• **Data lines**
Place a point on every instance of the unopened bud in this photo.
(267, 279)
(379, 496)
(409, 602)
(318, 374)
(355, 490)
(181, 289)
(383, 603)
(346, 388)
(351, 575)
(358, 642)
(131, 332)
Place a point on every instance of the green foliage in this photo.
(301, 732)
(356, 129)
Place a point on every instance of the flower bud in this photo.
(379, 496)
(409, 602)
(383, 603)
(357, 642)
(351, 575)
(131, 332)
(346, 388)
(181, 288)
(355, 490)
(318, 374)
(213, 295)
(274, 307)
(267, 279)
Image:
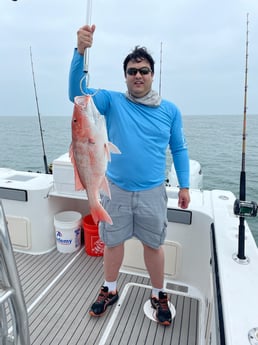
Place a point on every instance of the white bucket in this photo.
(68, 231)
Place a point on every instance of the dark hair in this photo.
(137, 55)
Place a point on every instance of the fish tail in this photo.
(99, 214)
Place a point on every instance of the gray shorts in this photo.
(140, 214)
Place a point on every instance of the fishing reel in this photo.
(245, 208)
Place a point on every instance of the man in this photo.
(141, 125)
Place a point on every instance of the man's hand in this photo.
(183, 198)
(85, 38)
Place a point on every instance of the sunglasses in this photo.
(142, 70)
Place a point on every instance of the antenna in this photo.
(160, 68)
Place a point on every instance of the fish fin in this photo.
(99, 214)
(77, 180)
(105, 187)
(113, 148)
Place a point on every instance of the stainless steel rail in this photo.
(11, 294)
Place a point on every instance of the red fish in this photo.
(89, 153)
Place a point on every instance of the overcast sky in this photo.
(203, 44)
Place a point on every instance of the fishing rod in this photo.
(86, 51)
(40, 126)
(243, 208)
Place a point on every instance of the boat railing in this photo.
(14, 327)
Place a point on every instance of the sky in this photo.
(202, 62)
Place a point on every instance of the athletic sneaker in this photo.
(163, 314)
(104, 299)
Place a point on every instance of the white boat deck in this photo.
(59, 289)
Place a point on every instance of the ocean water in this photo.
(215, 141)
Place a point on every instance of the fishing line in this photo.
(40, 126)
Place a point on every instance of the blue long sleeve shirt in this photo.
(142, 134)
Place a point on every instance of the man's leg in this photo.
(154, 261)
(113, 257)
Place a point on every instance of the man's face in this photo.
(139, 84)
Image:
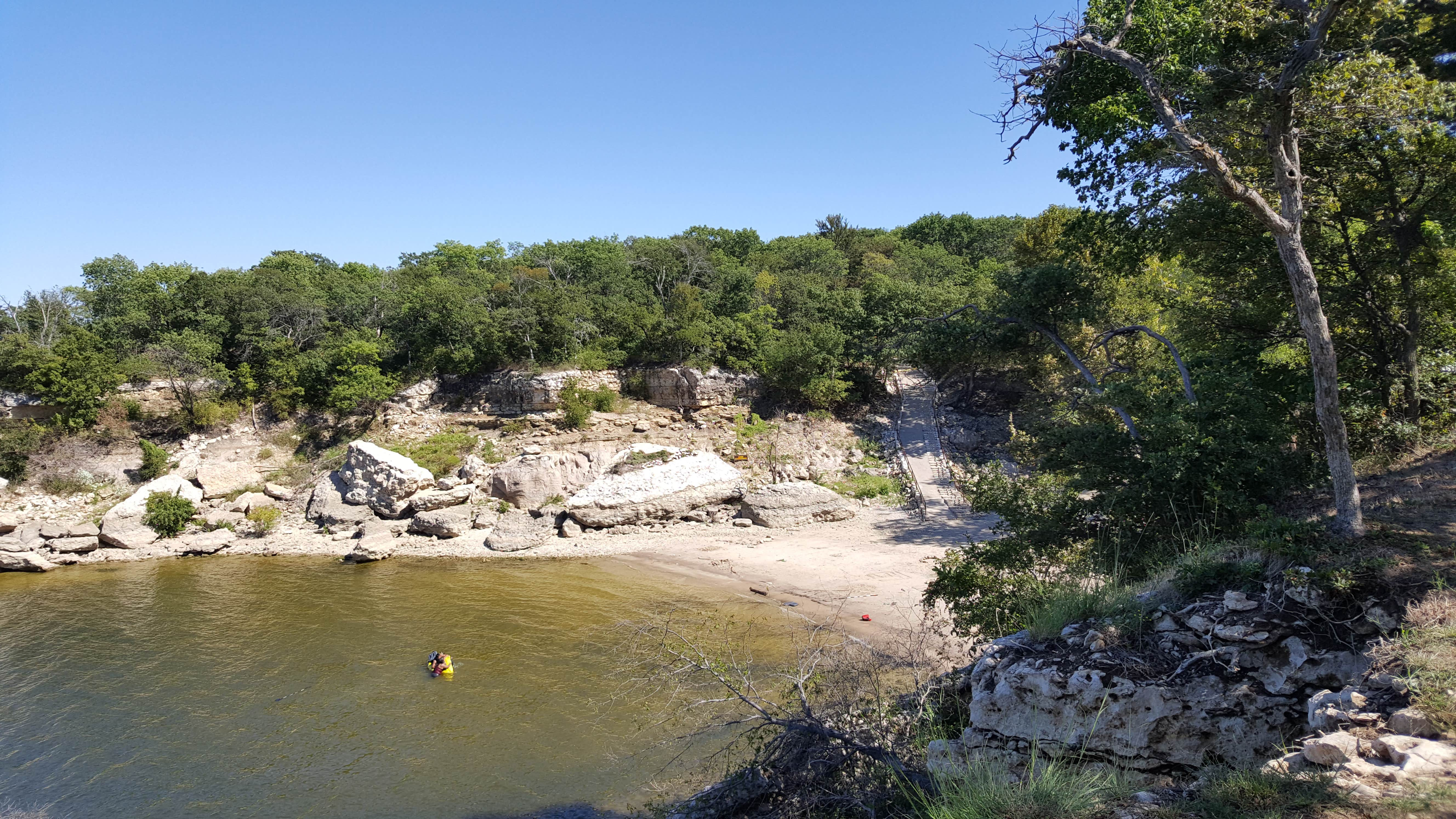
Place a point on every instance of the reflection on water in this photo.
==
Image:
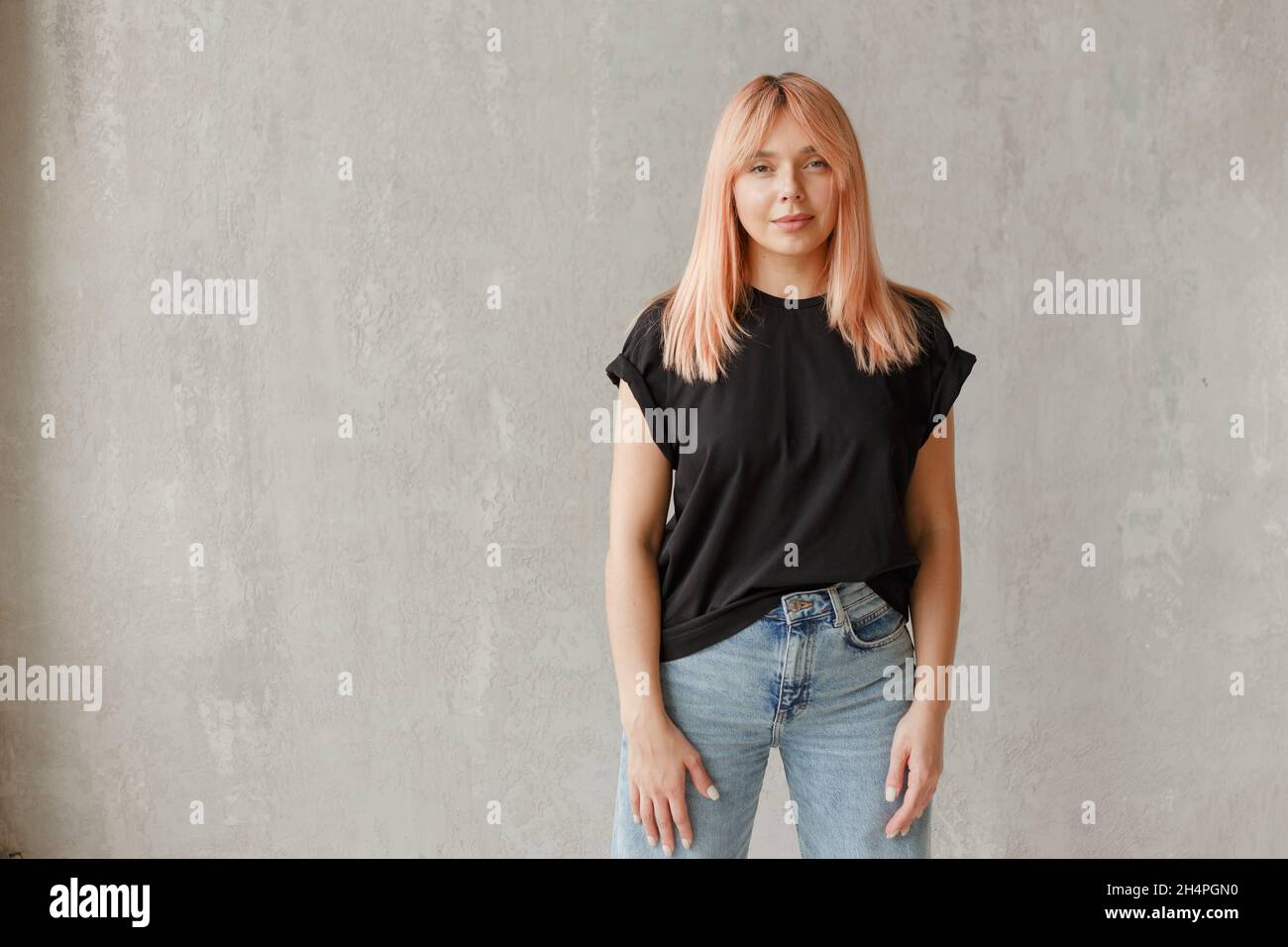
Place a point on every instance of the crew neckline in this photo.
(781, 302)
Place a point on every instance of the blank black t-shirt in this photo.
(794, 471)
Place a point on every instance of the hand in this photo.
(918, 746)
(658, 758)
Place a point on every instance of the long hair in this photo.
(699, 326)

• **Exercise aim**
Rewrite the data from the line containing "Place a point on every instance of the ocean" to the line containing "Place a point on every instance of the reflection", including both of those lines, as a Markdown table with the columns Row and Text. Number the rows, skip blank lines, and leave the pictures out.

• **Task result**
| Row | Text |
|---|---|
| 1 | Place a point on every instance of the ocean water in this photo. |
| 2 | (215, 141) |
| 3 | Place a point on every instance of the fishing line in this photo. |
| 4 | (40, 126) |
| 5 | Place a point on every instance of the blue long sleeve shirt in this photo. |
| 6 | (142, 134) |
| 7 | Place a point on every instance of the man's leg in this photo. |
| 8 | (154, 261) |
| 9 | (113, 257) |
| 10 | Place a point on every instance of the man's face in this photo. |
| 11 | (139, 84) |
| 12 | Image: |
| 13 | Place a point on every instance of the reflection on water in this photo. |